- [Exercise goal] Output the full listing below exactly as it reads, and skip anything that is a picture.

- [Stored data entries]
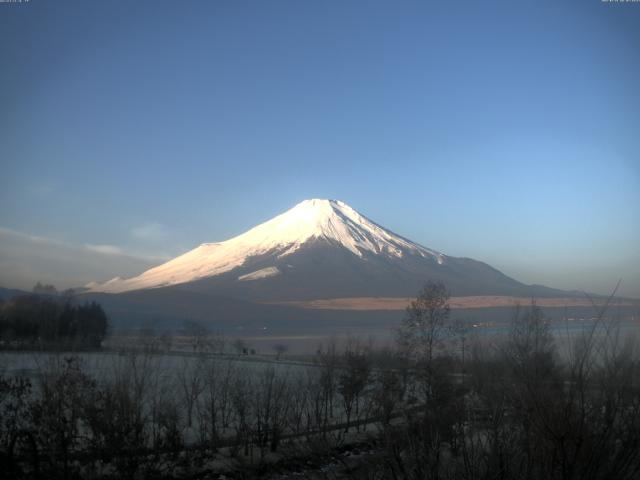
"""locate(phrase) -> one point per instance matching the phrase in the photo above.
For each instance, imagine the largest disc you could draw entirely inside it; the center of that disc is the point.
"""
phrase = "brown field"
(483, 301)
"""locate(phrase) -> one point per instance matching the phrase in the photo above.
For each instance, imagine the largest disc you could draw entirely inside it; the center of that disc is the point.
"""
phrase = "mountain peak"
(315, 220)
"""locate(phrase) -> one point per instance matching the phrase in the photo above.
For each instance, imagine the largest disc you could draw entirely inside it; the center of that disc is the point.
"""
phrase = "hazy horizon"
(132, 132)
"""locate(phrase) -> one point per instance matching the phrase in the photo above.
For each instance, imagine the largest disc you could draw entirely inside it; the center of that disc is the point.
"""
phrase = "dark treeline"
(50, 321)
(443, 404)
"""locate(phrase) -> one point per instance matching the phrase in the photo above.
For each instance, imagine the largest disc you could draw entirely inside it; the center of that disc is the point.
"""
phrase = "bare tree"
(424, 326)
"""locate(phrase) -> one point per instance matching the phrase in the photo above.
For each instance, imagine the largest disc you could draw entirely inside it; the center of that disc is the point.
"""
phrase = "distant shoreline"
(478, 301)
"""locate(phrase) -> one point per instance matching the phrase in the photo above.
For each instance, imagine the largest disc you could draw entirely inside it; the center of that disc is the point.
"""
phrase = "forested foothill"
(443, 403)
(46, 320)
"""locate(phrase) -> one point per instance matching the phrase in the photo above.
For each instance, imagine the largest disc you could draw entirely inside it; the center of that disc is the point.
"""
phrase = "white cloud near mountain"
(150, 232)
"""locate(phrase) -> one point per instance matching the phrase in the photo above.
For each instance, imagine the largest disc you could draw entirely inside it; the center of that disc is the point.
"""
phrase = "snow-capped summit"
(310, 222)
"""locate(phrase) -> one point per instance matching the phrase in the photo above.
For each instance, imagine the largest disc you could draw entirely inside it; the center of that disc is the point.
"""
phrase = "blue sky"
(504, 131)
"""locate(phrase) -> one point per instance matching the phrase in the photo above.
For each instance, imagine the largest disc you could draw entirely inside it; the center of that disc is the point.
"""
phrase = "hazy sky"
(504, 131)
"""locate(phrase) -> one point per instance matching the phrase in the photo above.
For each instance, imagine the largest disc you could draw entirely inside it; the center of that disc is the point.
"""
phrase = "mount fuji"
(319, 249)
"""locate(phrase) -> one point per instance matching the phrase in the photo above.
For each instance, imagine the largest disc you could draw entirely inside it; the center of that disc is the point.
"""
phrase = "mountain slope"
(320, 249)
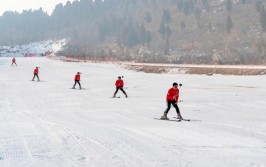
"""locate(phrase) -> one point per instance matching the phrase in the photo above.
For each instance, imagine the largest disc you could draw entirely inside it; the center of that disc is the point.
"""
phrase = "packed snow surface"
(47, 124)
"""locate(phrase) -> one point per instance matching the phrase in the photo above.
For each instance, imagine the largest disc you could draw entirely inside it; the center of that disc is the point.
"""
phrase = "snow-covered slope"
(32, 49)
(48, 124)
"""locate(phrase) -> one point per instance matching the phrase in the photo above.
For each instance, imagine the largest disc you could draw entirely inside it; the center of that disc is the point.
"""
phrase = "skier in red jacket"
(119, 85)
(14, 61)
(77, 79)
(36, 73)
(172, 99)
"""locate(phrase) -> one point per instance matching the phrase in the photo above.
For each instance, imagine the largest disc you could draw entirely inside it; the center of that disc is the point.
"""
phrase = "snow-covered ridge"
(32, 49)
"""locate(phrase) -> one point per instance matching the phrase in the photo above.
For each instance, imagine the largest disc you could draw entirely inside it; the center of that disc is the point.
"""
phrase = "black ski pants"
(36, 75)
(13, 63)
(76, 81)
(120, 88)
(173, 103)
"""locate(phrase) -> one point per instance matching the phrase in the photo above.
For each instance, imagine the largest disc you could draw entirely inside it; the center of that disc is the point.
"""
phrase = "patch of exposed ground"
(196, 70)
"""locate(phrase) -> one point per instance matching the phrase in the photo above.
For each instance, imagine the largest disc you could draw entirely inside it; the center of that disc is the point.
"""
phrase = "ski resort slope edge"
(48, 124)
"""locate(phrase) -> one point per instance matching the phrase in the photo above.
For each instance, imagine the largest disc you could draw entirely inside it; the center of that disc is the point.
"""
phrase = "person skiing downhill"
(172, 99)
(77, 79)
(36, 74)
(14, 61)
(119, 86)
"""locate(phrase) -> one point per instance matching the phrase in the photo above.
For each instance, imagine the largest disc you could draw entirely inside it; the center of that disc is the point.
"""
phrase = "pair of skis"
(175, 119)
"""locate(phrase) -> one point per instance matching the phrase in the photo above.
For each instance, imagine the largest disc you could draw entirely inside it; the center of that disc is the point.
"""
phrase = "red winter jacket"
(173, 94)
(119, 83)
(77, 77)
(36, 71)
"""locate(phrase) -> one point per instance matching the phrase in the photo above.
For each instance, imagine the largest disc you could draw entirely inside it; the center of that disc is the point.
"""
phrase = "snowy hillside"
(47, 124)
(32, 49)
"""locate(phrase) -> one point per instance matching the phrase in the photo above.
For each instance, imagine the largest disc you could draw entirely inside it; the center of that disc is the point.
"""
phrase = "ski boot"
(164, 117)
(179, 116)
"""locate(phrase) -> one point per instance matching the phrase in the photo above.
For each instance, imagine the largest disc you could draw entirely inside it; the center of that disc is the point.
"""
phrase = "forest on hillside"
(158, 31)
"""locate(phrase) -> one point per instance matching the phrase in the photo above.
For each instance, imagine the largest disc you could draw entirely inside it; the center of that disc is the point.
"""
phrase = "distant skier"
(36, 74)
(77, 79)
(119, 85)
(14, 61)
(172, 99)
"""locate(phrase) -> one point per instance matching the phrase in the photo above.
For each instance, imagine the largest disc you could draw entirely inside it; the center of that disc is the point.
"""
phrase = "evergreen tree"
(263, 18)
(229, 24)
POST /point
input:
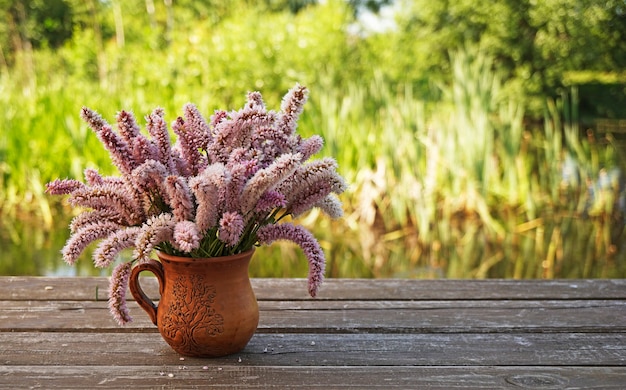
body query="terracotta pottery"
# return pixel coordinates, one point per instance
(207, 306)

- [Task answer]
"""locate(phrase) -> one point per instance matching the phrase in the photo above.
For each instance, imagine the largest disc you could draw entirely inside it; the center of that disc is the point.
"""
phrase = "brown field"
(483, 301)
"""locate(phrase) -> one point per instance matching the phrase in the photo above.
For each instance, imagine the largest disc you could draw entirely inside it; the center of that disc is the point.
"""
phrase = "mountain peak"
(315, 220)
"""locate(phrase) -> one point per instance matching the phrase in the photo above.
For each instance, imagine the largest disc you could draw entirely inside it; the center of that disc is the point.
"""
phrase = "hazy horizon"
(132, 132)
"""locate(phrase) -> one point per instance matching the phrase in the photo above.
For each instance, imagine the largest disc you could draw entirely inside it; the center of that disc is the point.
"""
phrase = "dark treeline"
(50, 321)
(443, 404)
"""locate(phrase) -> one point per instance matching the phrase in the photo above.
For each instance, imagine the largest disc you could draw entirely inside it; the center of that disc is the point.
"""
phrase = "bare tree"
(424, 326)
"""locate(phrase) -> one point per instance matching the phrase in the photo above.
For each instance, imagine the largest disc you could draw entirely inside it; the center of that disc is the point.
"""
phrase = "distant shoreline"
(478, 301)
"""locate(phrase) -> one point per instance matching the phrase in the photo above.
For each instance, imagine the largest disc you could draw entirely inside it; the center of that disc is the point.
"""
phrase = "forested foothill"
(443, 403)
(46, 320)
"""locate(phrase) -> one point per instance matching the phrase in the photo above.
For each instance, imagine the largest disc you could draw entirely inside it; the center of that disc is the point.
"""
phrase = "white cloud near mountain"
(150, 232)
"""locate(phrase) -> one point per instance matching the phrase in the photo above.
For each instance, imagine the largest disc you could draw entirely inside it; the center of that disc is the point.
"""
phrase = "snow-capped summit"
(310, 222)
"""locate(phrase) -> one point per instance matching the phrase in the photo above.
For each instance, imagine the largest disc you could draw entirely inside it; the center of that disc is the point.
"""
phrase = "blue sky"
(504, 131)
"""locate(phrase) -> one point per instance matching the phrase in the photo above.
For each instance, imagine the largest disc you could draw entirely inside it; the center of that disc is the point.
"""
phrase = "hazy sky"
(504, 131)
"""locate(phrase) -> one point per instance matching the phrase in the photo above.
For each instance, imagine the largest disc you could draw entirely inside it; the center of that disc is the point.
"""
phrase = "mount fuji"
(319, 249)
"""locate(phrase) -> one point per instance matching the phrase in the photo above.
For each instance, imagine the largest disc you could draw entirely inside it; the center of that disc is the point.
"""
phrase = "mountain slope"
(320, 249)
"""locate(phrase) -> one point per instance matching the phrase in the photo above.
For each instance, imagine the largest disc you could draw entirely inside it; the center of that disc is the point.
"""
phrase = "packed snow surface"
(47, 124)
"""locate(phrase) -> one point per instance matching the phrase in the photo above.
For each instance, imagine the largest disc you could draw entirely inside it; the center of that disc is the point.
"""
phrase = "snow-covered slope"
(32, 49)
(48, 124)
"""locate(phrase) -> one point per instance matching the phrase in the photo above.
For each instance, imagine the largest disc you could draw entirely inside it; the center of that disc is the point.
"""
phrase = "skier in red jacket"
(119, 85)
(14, 61)
(77, 79)
(36, 73)
(172, 99)
"""locate(phrase) -> one point per instance matching the phrase in the photo above.
For each instance, imagine the largest disc you could draw entirely inside it; the center of that disc is the point.
"""
phrase = "snow-covered ridge"
(32, 49)
"""locate(phrase) -> one point per instance matching the phrase in the photo above.
For each instance, imagine the largest disc you could draw entirely inside it; the center of that disc is the point.
"""
phrase = "black ski pants"
(36, 75)
(13, 63)
(76, 81)
(120, 88)
(173, 103)
"""locate(phrase) -> one point per instance matching the phrase in the photo above.
For each instance, imagine the largest disc you could draw entirely inside it; the center of that disc is the point.
"""
phrase = "patch of exposed ground"
(196, 70)
"""locate(phrase) -> one point per instance matching the phrase in the photo above.
For each instance, imagine the largest disc you could draw entirely inside it; the center of that disc is the point.
"""
phrase = "ski resort slope edge"
(48, 124)
"""locate(phrase) -> one point per instance matching the phrase in the photo above.
For each instance, imagine the largest disc you could draw entirely inside it; the center of that disc is the point.
"""
phrase = "person skiing downhill"
(172, 99)
(77, 79)
(36, 74)
(14, 61)
(119, 86)
"""locate(phrase) -> one point per instance matching the phrase in the photo above.
For each instance, imagine the largest disc you could draw entirely inside it; the center of that disc is the point.
"""
phrase = "pair of skis"
(175, 119)
"""locate(phrase) -> one point per instance matching the phrase in the photo above.
For each instance, imagine the largest disc you could draw entirely inside it; the center of that disc is the point.
"""
phrase = "red winter jacket"
(173, 94)
(119, 83)
(77, 77)
(36, 71)
"""locate(phrase) -> one point per instance matching the phrase in the photo above.
For each instance, imagine the largest disc you could draw entirely inside it; the center of that disc is the point.
"""
phrase = "snowy hillside"
(47, 124)
(32, 49)
"""locate(phrase) -> one point per instance matching the phrase in the photo above.
For each instance, imagine the largest disc you could draw entirely inside it; the center of that disc is the point.
"""
phrase = "ski boot"
(164, 117)
(179, 116)
"""locate(phrase) -> one point per instance matching the phrase in the photo above.
For each instance, imagine the largest disc you could draw entirely inside it; the center of that disc is the point.
"""
phrase = "forest on hillside"
(158, 31)
"""locate(phrase) -> one point per instance matching the phrase in the photo above.
For each instance, imagine the largest disc you could draw entirely inside it; the center of that disc is the point.
"""
phrase = "distant skier"
(36, 74)
(77, 79)
(119, 85)
(14, 61)
(172, 99)
"""locate(phrase) -> one point per instance matching the phrase in the photo above.
For each instance, imagine the largest disc you could draw entirely inside it; the center of that disc is the point.
"""
phrase = "evergreen tree"
(263, 18)
(229, 24)
POST /point
input:
body query="terracotta pottery"
# return pixel coordinates, one point per instance
(207, 306)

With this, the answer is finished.